== Selected passage ==

Re: normalization

From: Russell Standish <R.Standish.domain.name.hidden>
Date: Thu, 13 Jan 100 15:37:53 +1100 (EST)

> > It is linked to the following question: you are read and destroyed at
> > Brussels and reconstituted in one exemplar at Washington and 9 identical
> > exemplars in 9 thoroughly identical virtual simulation of Moscow.
> > What is, at Brussels, your first person expectation to find yourself
> > in Washington and Moscow ?
>
> Well, first there is the question of what you mean by a 1st person
> expectation and by "yourself". There is no 1 of the 10 copies which is
> linked more than the others to the original copy. So depending on the
> definition I would either say that you are only at Brussels, or that you
> are at all three places.
> But for practical purposes (such as, if you knew only German,
> deciding which language to learn before being scanned, English or
> Russian), I would of course say that, after the reconstitution, your
> effective probability of seeing Moscow is 90%, so Russian is more
> "likely" to come in handy.

===
== Extracted information ==

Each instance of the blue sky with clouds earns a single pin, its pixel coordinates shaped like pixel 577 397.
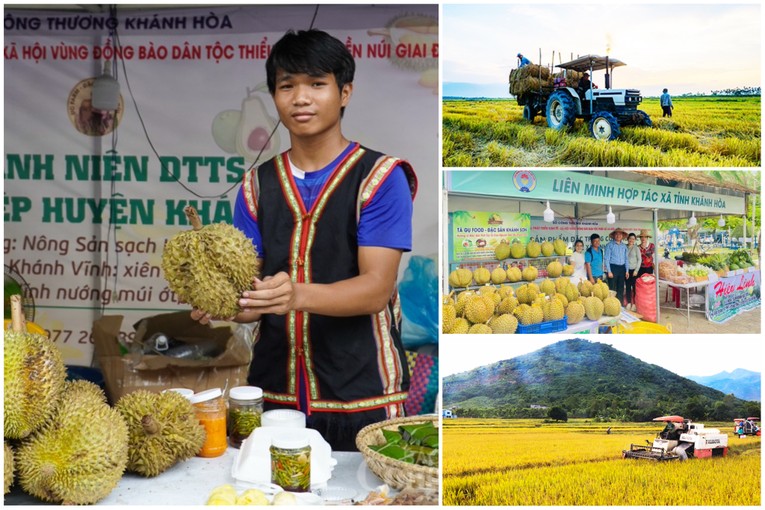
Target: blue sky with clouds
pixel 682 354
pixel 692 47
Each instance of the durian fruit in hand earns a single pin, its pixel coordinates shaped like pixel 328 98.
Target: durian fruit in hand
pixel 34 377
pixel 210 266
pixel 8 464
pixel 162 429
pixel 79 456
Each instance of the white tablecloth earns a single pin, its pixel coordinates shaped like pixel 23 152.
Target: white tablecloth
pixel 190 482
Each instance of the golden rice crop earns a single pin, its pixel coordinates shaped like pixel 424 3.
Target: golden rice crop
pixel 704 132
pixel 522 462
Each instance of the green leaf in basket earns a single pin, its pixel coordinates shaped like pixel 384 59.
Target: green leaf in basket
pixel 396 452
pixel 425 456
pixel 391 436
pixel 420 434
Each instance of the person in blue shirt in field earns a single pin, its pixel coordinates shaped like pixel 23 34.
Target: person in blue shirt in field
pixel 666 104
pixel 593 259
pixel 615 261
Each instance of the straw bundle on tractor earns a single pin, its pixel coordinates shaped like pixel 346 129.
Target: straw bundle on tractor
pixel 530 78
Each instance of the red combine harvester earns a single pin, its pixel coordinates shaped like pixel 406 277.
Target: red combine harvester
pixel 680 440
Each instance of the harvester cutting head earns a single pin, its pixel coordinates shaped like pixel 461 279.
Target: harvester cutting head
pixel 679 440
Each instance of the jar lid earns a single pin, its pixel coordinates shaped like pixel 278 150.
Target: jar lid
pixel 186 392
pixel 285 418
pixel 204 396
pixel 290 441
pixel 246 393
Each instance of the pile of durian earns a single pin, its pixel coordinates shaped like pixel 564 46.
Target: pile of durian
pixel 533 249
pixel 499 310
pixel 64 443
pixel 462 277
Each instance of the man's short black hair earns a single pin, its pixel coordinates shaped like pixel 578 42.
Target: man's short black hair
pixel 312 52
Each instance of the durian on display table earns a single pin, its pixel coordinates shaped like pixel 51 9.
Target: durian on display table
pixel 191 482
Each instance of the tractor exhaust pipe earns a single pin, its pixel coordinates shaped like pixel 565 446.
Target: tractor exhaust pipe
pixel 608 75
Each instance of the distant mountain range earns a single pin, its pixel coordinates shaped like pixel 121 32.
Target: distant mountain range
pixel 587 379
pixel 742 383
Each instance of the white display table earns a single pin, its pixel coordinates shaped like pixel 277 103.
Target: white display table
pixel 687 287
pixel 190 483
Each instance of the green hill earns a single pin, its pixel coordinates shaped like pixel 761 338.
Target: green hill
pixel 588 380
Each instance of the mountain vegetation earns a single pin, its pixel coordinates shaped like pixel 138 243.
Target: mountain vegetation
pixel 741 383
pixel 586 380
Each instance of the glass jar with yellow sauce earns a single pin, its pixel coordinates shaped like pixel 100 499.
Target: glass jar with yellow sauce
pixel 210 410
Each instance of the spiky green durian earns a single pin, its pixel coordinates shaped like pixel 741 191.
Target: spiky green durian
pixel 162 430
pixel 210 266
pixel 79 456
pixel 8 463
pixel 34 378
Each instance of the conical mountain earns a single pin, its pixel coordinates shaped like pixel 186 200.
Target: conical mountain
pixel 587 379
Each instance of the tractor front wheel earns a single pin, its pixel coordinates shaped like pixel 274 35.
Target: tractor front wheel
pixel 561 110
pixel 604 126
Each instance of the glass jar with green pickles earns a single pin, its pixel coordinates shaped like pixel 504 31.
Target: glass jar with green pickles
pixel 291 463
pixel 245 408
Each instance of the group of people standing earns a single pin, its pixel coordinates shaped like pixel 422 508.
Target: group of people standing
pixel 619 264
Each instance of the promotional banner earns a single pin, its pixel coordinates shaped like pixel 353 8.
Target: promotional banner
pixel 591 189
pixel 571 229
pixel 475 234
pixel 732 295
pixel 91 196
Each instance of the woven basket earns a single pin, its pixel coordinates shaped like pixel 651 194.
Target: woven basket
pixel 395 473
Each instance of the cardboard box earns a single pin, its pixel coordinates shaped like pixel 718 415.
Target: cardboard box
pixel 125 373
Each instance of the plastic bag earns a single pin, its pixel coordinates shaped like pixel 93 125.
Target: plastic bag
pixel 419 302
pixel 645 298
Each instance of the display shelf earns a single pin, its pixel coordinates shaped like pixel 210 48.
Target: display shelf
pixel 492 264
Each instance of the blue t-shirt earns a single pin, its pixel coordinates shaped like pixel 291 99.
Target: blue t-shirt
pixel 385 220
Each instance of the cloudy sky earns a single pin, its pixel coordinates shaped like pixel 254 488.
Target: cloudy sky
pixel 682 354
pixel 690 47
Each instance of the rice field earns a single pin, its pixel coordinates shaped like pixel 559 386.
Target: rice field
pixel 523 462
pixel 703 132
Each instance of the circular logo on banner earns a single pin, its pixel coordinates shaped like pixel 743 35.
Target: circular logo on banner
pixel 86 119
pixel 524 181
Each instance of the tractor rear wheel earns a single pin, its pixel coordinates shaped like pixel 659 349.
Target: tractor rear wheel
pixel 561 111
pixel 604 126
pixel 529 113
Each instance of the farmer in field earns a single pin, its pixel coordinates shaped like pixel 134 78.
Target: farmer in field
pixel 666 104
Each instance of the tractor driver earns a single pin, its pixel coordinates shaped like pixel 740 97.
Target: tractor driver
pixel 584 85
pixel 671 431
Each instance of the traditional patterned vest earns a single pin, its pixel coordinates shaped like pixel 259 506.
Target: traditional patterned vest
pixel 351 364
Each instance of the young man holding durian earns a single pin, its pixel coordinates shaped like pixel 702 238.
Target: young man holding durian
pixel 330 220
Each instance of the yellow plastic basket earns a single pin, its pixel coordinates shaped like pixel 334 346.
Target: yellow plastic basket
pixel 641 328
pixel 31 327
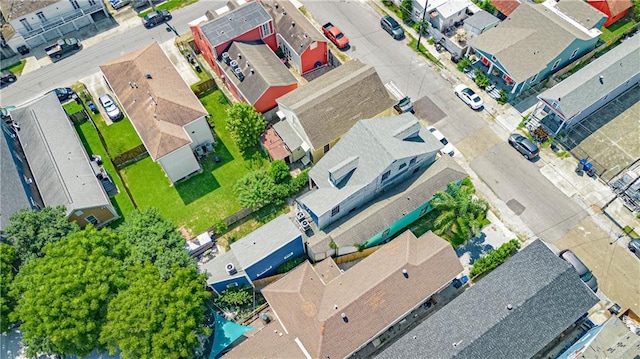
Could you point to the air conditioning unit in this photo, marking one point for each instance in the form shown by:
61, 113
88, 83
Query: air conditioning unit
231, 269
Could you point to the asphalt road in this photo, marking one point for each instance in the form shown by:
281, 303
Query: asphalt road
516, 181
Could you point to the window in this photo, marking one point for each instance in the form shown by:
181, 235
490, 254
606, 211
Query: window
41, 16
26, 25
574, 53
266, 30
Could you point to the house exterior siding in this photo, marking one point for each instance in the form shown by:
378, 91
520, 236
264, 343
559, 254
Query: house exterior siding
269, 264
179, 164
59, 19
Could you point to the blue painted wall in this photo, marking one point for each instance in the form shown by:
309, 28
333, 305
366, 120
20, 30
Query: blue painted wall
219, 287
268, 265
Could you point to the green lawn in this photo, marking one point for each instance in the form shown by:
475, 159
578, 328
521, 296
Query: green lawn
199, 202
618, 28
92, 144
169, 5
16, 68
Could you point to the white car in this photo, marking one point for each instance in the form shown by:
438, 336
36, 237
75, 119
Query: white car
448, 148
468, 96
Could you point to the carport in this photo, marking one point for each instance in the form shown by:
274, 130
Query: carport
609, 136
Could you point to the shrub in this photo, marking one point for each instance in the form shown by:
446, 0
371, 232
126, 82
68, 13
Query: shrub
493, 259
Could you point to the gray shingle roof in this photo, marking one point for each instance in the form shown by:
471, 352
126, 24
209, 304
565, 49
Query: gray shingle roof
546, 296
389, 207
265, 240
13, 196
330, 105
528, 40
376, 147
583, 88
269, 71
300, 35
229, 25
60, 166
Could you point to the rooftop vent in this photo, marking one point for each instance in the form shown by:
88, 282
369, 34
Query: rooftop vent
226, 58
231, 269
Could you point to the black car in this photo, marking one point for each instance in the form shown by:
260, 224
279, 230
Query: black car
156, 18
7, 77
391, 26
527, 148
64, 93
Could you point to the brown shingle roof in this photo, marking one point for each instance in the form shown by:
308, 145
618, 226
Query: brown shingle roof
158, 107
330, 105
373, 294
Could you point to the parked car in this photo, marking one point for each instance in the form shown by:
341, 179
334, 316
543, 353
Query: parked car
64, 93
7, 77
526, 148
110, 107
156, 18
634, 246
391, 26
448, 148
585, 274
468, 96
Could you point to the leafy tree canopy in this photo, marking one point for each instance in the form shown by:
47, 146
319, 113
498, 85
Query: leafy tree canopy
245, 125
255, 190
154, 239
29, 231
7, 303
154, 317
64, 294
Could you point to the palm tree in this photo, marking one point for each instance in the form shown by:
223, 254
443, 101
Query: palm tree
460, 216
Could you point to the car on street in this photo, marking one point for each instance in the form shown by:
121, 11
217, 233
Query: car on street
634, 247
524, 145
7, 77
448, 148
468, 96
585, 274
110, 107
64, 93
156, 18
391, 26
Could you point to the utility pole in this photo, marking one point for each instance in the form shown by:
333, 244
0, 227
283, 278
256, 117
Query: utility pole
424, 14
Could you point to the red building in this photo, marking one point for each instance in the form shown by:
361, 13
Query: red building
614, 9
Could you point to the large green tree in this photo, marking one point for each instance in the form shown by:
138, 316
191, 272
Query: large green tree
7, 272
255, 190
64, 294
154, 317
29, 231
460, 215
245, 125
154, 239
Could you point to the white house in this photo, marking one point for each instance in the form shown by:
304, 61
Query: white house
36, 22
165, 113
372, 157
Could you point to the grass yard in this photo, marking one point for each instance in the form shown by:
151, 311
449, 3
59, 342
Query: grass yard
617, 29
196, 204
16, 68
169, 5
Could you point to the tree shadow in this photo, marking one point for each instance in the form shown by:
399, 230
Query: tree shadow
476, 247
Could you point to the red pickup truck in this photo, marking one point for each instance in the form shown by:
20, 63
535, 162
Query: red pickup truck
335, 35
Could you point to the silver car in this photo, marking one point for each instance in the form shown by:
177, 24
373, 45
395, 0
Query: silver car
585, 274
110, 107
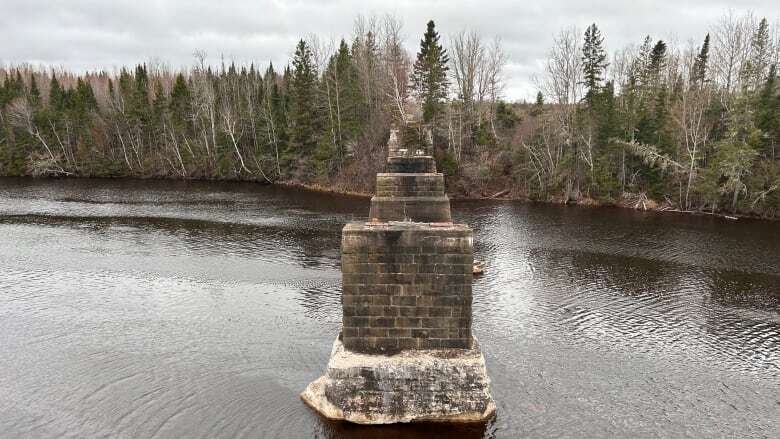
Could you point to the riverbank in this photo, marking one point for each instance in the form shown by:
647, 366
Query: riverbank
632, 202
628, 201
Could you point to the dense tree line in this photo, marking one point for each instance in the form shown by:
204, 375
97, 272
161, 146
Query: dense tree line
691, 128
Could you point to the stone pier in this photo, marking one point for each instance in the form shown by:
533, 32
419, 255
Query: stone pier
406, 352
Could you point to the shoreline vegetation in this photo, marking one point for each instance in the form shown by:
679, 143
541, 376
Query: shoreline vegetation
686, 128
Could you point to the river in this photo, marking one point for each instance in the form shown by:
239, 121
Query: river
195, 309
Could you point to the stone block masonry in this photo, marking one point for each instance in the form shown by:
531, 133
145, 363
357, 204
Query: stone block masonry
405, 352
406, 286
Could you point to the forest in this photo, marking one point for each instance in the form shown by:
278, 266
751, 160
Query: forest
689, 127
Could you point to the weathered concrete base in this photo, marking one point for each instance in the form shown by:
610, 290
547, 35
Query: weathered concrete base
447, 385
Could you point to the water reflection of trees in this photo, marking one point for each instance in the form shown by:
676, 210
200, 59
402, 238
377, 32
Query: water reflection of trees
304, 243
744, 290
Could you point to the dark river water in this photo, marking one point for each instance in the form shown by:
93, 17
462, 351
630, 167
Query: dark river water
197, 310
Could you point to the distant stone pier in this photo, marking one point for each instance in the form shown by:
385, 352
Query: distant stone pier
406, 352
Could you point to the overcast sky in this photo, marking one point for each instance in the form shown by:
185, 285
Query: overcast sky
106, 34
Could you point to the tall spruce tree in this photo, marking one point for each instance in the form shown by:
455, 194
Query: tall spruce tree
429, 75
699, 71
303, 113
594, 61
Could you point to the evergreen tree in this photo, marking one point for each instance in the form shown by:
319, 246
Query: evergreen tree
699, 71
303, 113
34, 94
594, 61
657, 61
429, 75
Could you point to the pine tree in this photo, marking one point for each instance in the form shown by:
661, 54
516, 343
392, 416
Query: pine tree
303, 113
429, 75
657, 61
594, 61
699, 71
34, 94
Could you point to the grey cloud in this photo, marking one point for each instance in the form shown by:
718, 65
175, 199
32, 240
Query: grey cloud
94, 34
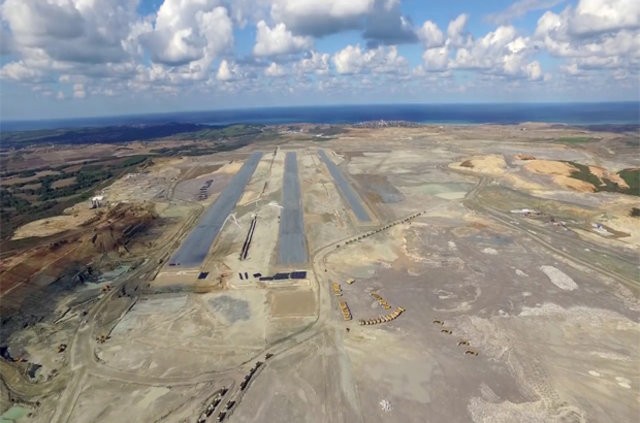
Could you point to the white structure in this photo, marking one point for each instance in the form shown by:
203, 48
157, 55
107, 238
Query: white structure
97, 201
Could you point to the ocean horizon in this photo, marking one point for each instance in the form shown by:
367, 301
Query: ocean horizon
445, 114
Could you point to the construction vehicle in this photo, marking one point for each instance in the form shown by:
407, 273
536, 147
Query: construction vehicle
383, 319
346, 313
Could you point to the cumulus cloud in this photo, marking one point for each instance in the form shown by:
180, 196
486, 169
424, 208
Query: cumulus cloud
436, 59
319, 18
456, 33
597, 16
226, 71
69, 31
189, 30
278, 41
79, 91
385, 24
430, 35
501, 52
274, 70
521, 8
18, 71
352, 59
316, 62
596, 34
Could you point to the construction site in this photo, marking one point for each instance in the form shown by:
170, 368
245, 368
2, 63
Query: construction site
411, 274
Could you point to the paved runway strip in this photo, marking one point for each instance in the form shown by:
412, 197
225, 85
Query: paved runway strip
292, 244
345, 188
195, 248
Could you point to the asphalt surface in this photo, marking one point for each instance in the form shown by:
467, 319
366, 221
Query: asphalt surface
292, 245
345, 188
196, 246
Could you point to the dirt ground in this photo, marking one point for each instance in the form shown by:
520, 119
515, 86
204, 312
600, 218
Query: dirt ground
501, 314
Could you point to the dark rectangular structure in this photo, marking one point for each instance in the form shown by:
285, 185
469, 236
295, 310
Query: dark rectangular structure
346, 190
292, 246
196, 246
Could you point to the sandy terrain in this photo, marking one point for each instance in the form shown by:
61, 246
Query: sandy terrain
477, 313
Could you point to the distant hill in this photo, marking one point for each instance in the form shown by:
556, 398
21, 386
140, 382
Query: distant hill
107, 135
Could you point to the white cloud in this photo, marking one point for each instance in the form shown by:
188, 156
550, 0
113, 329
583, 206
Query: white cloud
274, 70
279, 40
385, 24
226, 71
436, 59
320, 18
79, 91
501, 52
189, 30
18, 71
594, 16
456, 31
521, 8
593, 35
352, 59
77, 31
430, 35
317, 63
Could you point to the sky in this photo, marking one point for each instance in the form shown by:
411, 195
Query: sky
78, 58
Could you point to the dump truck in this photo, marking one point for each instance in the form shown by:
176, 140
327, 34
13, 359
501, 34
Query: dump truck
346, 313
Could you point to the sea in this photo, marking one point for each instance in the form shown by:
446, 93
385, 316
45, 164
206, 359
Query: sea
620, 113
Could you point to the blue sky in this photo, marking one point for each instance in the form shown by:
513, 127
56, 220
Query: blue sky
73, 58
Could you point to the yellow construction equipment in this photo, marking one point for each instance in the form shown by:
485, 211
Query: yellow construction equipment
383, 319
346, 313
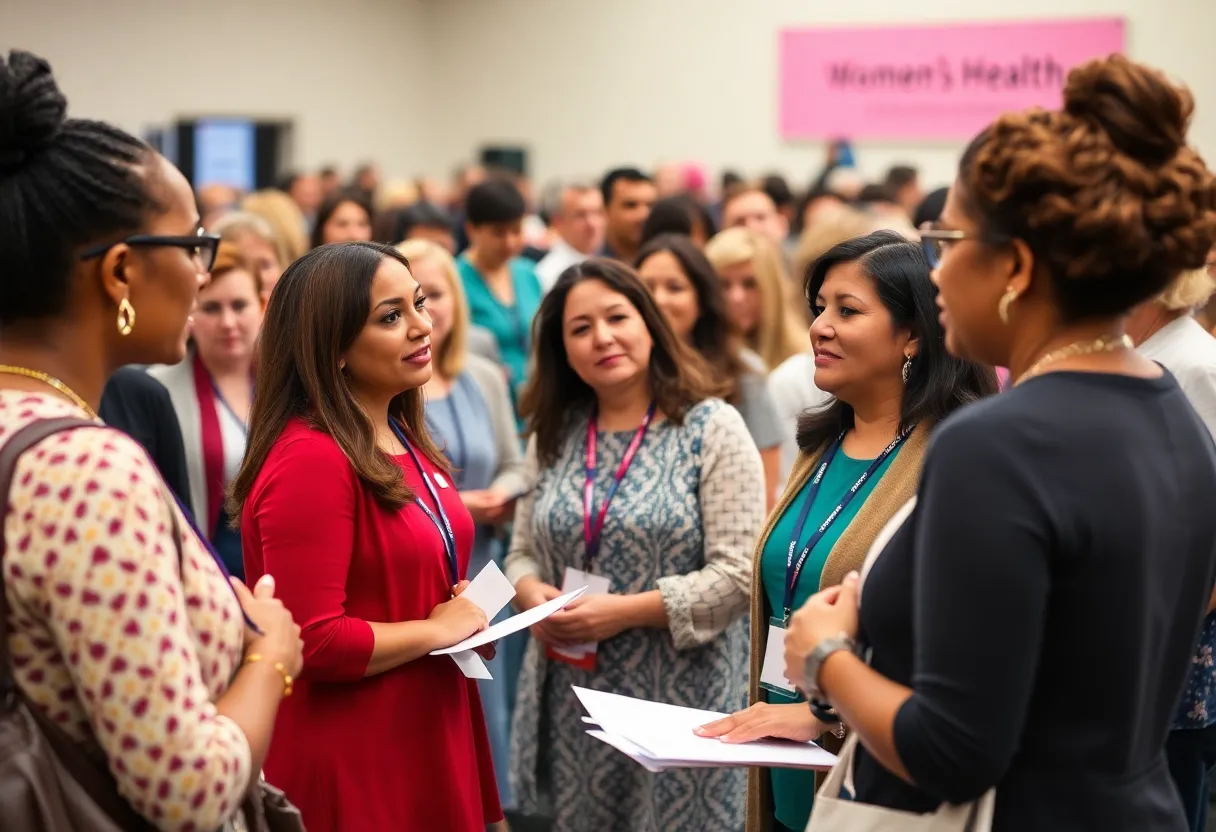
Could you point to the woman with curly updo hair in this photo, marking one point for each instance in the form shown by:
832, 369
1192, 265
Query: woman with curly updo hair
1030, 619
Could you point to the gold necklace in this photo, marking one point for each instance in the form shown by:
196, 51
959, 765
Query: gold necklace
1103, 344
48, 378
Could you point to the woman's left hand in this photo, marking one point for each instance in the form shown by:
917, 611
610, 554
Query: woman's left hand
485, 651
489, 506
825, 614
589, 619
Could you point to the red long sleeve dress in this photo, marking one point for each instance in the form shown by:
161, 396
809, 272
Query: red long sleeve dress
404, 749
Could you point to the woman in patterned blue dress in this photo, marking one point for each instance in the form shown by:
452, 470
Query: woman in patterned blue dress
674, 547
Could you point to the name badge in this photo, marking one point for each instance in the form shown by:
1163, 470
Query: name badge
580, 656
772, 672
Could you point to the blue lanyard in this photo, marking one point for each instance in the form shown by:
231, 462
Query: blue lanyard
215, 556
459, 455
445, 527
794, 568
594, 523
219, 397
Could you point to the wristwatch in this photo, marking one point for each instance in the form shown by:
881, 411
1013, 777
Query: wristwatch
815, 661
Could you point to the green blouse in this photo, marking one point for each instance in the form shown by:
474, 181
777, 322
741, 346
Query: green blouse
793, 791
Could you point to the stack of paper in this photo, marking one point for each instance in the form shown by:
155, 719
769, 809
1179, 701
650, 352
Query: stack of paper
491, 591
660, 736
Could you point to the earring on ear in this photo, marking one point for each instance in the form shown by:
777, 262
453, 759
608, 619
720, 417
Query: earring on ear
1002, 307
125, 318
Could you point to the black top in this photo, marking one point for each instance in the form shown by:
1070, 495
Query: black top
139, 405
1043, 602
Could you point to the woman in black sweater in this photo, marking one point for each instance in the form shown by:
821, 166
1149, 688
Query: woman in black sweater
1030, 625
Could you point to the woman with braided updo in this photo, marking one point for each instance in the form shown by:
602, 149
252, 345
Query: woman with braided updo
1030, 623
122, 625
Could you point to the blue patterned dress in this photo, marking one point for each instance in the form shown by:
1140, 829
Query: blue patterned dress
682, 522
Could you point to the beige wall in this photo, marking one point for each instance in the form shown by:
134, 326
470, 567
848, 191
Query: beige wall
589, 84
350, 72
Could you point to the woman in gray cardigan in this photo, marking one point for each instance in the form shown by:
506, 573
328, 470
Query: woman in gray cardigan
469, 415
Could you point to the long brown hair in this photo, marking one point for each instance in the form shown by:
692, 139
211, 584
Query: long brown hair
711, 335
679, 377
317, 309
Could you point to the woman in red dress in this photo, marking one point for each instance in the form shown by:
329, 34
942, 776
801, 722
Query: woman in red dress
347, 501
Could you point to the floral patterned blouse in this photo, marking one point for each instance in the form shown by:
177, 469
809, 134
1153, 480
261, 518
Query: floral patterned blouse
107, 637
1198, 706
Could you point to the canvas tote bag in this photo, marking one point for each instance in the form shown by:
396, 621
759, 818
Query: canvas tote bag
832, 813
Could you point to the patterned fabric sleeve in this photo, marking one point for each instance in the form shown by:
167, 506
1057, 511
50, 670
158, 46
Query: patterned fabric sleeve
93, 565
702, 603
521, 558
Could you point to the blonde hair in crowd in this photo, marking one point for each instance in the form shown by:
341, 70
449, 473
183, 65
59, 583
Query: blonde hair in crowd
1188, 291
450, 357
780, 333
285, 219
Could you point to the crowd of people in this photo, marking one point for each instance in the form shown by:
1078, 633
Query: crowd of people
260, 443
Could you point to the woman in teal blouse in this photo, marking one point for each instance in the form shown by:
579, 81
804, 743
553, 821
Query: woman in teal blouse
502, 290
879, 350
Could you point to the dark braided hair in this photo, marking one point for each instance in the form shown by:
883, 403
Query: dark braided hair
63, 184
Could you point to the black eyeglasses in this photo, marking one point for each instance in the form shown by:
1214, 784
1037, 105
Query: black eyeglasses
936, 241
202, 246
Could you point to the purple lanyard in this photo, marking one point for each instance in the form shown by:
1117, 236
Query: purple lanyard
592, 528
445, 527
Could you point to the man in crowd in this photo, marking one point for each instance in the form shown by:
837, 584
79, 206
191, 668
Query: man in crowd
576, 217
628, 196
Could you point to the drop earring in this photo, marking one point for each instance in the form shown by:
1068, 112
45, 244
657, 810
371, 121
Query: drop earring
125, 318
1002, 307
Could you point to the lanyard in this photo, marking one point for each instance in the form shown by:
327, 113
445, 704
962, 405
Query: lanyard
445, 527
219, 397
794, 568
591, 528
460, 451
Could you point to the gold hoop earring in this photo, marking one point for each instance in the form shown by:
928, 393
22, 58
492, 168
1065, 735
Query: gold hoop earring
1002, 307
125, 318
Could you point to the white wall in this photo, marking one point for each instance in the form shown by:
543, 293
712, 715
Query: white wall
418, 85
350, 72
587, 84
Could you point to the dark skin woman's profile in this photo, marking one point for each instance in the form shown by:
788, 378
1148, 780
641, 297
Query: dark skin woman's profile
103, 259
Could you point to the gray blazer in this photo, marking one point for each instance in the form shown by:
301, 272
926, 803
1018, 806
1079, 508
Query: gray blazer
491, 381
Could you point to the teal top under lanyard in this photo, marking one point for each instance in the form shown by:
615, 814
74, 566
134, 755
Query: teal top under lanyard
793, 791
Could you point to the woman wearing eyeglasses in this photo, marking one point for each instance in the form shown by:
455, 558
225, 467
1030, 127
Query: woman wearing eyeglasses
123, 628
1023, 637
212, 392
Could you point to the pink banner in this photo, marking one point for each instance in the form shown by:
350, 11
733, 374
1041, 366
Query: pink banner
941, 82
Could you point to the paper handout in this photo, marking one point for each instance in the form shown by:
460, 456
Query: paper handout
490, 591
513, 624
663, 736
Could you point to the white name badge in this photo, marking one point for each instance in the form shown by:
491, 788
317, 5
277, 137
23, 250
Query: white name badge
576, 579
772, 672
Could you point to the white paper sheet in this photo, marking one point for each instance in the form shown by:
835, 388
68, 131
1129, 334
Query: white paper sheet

===

Written request 1> Based on the normalization post, decide whether each statement is true, answering yes or no and quoting the deciding words: (a) Nine exemplars are reconstituted in virtual simulations of Moscow. (b) One of the ten copies is linked more closely to the original than the others. (c) The reply puts the effective probability of seeing Moscow at 90%.
Written request 2> Print the part of the normalization post from "Re: normalization" up to and including "and Moscow ?".

Correct output 1>
(a) Yes: "exemplars in 9 thoroughly identical virtual simulation of Moscow"
(b) No: "linked more than the others to the original copy" appears only in a statement that no copy is so linked.
(c) Yes: "effective probability of seeing Moscow is 90%"

Correct output 2>
Re: normalization

From: Russell Standish <R.Standish.domain.name.hidden>
Date: Thu, 13 Jan 100 15:37:53 +1100 (EST)

> > It is linked to the following question: you are read and destroyed at
> > Brussels and reconstituted in one exemplar at Washington and 9 identical
> > exemplars in 9 thoroughly identical virtual simulation of Moscow.
> > What is, at Brussels, your first person expectation to find yourself
> > in Washington and Moscow ?